### ASSIGNED TASK 1
From the essay on the bell hooks talk about black masculinity, print the part that opens with the words containing "This lack of" and closes with "what manhood means.".
### ASSIGNED TASK 2
In the essay on the bell hooks talk, what was the topic on the day the writer attended?
### ASSIGNED TASK 3
Go on with the essay on the bell hooks talk about black masculinity, picking up after its final sentence.

--- PASSAGE PROVIDED ---

My high school feminism class has touched on many reasons as to why feminism is so necessary for our future. From watching and critiquing films such as India’s Daughter, which taught me about the Delhi gang rape in India, to reading about the exclusion of black women in police brutality cases in the article “Black Girls Matter,” by Kimberlé Crenshaw, this class has taught me how broad the definition of feminism really is. One topic we covered that has really stuck with me is the pressures of masculinity and the surprisingly large role it plays in female oppression.
My high school feminism teacher, Ileana Jiménez, highly recommended that we go to one of the bell hooks talks taking place at The New School during her residency earlier this fall. The day I went, the topic was on black masculinity. As a white female from a privileged background, I was very interested in exploring a topic that was different from my own experience.
bell hooks began by stating that American media has made the black man a figure of danger. She declared at one point, “In our white, supremacist world we do not care about the black man.”
Kevin Powell, who was in conversation with hooks that night, said that in our world, men in general are detached from the “unspoken contributions of women,” and that “men have become unaware of their patriarchy.” Most gang activity, shootings, and murders are perpetrated by men. “What has happened to our men to create this rage?” Powell asked.
In his personal story, Powell continued to describe his mother, asking, “Who can blame a black woman who grew up in the south during the 1940’s?” He went on to say, “I don’t think there is anything more abusive than the world she grew up in.” A cycle of anger and resentment started in a racist world that we are still trying to heal.
hooks nodded her head in agreement, adding that there is a lack of love in the households of black boys. She said that they are pushed into a system that oppresses them. They are given the message that they are not to be loved or give love because that is against “the toxic messages of power” that are fed to boys of color. “We have created a culture that doesn’t care about black boys,” hooks said.
This lack of love has hardened and violated the minds of boys and men of color, making their reality hostile and fragile all at once. Growing up with a lack of fathers creates rage and a lack of positive male role models in each new generation. We have raised men of color to be so tough, we destroy their sense of self. “Self-worth is not a privilege given to these men,” as they have to be “hard and emotionless or they are not a man,” hooks observed. This is what creates rage and violence as young men of color grow up with no other options or ways out. They learn how to survive through the violence that surrounds them.
“Nothing prepared black boys to love themselves,” hooks concluded, saying the only way to calm the rage is to redefine what manhood means.
I was shocked after hearing this talk. This had me thinking of other talks we have had in our feminism class about masculinity and how it contributes to female oppression, not just toxic masculinity.

--- SOURCE DATA ---

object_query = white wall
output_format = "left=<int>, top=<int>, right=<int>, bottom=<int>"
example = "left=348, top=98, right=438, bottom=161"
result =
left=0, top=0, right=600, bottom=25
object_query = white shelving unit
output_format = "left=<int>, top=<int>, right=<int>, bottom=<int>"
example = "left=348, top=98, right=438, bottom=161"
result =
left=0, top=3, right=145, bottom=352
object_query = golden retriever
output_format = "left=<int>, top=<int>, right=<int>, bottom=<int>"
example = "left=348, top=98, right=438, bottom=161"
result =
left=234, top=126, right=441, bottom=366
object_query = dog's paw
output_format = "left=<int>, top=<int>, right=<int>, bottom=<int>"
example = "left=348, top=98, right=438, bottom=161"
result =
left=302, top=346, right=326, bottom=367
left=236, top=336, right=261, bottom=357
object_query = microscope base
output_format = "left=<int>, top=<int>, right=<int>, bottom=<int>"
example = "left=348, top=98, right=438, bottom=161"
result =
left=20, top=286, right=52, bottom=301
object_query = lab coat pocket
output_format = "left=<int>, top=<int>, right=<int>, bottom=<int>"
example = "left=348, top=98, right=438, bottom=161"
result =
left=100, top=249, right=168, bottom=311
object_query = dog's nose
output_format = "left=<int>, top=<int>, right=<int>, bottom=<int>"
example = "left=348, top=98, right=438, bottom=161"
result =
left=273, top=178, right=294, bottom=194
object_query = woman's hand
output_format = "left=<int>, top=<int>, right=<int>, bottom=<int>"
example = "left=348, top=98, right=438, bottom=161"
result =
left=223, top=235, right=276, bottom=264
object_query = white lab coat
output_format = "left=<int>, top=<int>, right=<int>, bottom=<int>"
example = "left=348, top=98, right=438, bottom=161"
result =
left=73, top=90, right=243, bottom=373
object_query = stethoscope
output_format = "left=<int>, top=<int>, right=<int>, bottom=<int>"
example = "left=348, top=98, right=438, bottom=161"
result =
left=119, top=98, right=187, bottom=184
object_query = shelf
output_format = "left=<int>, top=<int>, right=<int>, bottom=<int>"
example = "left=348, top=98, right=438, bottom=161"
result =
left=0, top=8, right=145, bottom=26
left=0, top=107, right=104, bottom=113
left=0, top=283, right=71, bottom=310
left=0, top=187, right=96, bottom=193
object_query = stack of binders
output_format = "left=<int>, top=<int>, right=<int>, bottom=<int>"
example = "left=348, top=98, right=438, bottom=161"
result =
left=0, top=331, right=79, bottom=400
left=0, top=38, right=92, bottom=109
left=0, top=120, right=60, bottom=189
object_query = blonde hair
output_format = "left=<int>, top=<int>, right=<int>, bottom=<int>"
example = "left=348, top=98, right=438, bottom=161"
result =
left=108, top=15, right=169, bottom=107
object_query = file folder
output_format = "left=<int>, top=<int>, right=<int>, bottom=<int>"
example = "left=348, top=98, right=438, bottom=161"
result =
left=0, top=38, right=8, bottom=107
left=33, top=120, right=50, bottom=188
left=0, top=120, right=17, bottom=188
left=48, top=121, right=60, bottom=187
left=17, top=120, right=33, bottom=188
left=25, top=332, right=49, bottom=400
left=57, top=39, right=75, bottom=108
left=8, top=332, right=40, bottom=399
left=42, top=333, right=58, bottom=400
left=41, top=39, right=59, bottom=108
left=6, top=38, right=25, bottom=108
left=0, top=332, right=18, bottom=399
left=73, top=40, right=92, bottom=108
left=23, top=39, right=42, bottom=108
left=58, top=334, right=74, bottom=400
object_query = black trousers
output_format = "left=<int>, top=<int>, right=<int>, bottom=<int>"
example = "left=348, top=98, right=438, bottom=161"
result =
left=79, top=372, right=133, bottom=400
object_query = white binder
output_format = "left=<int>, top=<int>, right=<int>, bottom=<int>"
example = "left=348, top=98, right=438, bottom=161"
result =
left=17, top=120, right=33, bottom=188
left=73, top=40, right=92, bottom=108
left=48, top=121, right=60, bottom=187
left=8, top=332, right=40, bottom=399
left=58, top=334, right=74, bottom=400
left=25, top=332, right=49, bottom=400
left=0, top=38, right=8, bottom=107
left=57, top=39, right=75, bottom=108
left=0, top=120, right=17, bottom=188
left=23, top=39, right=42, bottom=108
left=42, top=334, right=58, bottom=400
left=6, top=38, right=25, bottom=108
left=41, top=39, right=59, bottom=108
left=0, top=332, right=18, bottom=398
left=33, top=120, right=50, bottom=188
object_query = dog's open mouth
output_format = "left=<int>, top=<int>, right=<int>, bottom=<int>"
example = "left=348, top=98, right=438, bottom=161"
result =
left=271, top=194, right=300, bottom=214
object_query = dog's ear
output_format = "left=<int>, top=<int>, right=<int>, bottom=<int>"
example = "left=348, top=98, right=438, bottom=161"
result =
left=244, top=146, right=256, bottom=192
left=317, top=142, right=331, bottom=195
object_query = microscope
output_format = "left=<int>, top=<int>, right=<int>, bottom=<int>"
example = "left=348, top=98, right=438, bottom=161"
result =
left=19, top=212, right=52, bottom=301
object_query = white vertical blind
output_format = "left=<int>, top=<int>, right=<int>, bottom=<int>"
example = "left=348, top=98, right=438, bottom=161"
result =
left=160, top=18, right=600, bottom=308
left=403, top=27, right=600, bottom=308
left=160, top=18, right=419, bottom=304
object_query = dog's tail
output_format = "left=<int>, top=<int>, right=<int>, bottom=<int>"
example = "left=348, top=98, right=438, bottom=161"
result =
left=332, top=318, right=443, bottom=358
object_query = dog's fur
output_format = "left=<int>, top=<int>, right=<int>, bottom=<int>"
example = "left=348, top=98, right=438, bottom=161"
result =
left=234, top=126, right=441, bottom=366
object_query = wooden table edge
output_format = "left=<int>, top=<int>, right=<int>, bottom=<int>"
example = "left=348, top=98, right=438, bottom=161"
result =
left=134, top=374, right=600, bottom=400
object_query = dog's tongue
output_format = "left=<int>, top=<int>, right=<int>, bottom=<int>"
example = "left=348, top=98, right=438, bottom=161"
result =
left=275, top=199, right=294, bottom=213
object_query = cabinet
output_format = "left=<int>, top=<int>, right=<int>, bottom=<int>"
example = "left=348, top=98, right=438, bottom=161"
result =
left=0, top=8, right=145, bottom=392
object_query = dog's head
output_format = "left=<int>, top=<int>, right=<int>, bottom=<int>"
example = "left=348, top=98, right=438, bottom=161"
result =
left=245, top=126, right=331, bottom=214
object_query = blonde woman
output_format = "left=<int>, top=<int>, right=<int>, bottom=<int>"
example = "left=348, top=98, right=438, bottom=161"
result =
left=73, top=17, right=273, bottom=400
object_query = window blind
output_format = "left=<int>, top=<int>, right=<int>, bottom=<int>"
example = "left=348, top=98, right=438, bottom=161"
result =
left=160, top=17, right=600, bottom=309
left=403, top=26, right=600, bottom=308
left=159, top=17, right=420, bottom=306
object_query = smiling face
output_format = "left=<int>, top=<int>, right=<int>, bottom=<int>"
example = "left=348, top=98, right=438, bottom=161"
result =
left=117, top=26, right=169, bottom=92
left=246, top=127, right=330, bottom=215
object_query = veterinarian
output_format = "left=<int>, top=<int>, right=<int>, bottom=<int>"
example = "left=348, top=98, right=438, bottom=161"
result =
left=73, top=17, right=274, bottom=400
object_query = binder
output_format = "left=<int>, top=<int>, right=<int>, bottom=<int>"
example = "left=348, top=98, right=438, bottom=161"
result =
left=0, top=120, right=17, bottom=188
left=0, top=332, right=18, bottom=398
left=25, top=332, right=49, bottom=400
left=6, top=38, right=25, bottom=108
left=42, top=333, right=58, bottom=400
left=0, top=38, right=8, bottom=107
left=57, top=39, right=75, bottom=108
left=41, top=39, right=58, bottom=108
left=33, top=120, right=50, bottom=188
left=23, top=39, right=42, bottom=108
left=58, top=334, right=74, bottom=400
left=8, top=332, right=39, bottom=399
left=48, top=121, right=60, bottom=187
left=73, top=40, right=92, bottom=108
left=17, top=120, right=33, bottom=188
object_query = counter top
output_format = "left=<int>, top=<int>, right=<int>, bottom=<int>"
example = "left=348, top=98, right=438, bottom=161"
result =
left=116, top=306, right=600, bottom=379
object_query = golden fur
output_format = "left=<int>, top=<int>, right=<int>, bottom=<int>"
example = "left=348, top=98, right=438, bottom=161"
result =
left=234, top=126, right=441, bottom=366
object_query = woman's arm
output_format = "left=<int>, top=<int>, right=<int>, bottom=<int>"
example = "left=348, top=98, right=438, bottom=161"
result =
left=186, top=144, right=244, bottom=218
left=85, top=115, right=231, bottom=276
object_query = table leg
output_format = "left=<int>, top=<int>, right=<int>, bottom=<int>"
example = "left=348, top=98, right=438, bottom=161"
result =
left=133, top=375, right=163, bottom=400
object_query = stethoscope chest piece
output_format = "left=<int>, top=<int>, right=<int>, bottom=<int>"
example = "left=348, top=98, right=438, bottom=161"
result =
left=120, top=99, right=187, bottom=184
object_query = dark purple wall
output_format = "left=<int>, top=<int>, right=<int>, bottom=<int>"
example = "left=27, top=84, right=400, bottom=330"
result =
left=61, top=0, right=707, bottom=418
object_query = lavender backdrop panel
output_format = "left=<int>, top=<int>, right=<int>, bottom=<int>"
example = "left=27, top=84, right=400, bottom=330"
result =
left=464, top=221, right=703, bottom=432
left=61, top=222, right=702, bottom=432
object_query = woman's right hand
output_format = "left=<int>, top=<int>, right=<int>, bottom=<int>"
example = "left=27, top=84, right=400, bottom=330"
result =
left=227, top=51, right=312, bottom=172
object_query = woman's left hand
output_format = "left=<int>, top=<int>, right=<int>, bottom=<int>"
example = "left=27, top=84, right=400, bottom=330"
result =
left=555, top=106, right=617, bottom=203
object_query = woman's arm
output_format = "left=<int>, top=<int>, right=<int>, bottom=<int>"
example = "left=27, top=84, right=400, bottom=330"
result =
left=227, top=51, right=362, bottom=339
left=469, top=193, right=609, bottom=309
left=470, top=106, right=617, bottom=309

---

### EXERCISE RESULT 1
This lack of love has hardened and violated the minds of boys and men of color, making their reality hostile and fragile all at once. Growing up with a lack of fathers creates rage and a lack of positive male role models in each new generation. We have raised men of color to be so tough, we destroy their sense of self. “Self-worth is not a privilege given to these men,” as they have to be “hard and emotionless or they are not a man,” hooks observed. This is what creates rage and violence as young men of color grow up with no other options or ways out. They learn how to survive through the violence that surrounds them.
“Nothing prepared black boys to love themselves,” hooks concluded, saying the only way to calm the rage is to redefine what manhood means.

### EXERCISE RESULT 2
Black masculinity.

### EXERCISE RESULT 3
My mind went to when we watched Chimamanda Ngozi Adichie’s TED talk in class when she speaks about her journey to feminism against the “Nigerian man’s” mentality. Her most powerful set of lines is:
“We do boys a great disservice in how we raise them. We define masculinity in a very narrow way, making it a hard small cage that we put boys into. We teach boys to be afraid of fear, we make them have to be so hard they develop very fragile egos. But we do a much greater disservice to girls because we raise them to cater to the fragile egos of men. We teach girls to shrink to be small; if a girl is more successful than a man she will intimidate him, she will emasculate him.”
Hearing Adichie’s words again put all the pieces together for me: we correlate masculinity with money, power, success, danger, anger, etc. We put an unreasonable pressure on boys to be hard and to fear their emotions, creating the “rage” hooks discussed with Powell. Because of the pressure to be powerfully masculine, men inherently see women as weaker. Girls and women are then raised to “shrink” under boys and men, step out of their way, fear being too successful, and in some cases, fear men.
This realization really made an impact on me because I started to notice many similar behaviors in my everyday life as well. I started to think about why I get scared to walk alone at night, refrain from wearing certain clothes, or why I get nervous to speak up in class at times. I have forced myself to not let these little details go, to really pay attention. I have come to the conclusion that these types of behaviors are ingrained in us without us really even noticing. Sexism is such an easy place to go to because it has become almost a part of our psyche to do so. We are raised into these toxic gender roles from the second we are born.
We need to change what masculinity means to change the opportunities both boys and girls, men and women are given. The destruction of girls’ schools in India and the Middle East are fueled by the belief that women aren’t the ones meant to be powerful or successful. This hyper-masculine mentality is a problem the whole world is facing. Just as both hooks and Adichie said, it starts from the root, and that’s why we need to change the way we raise our children. Only then can we calm the rage.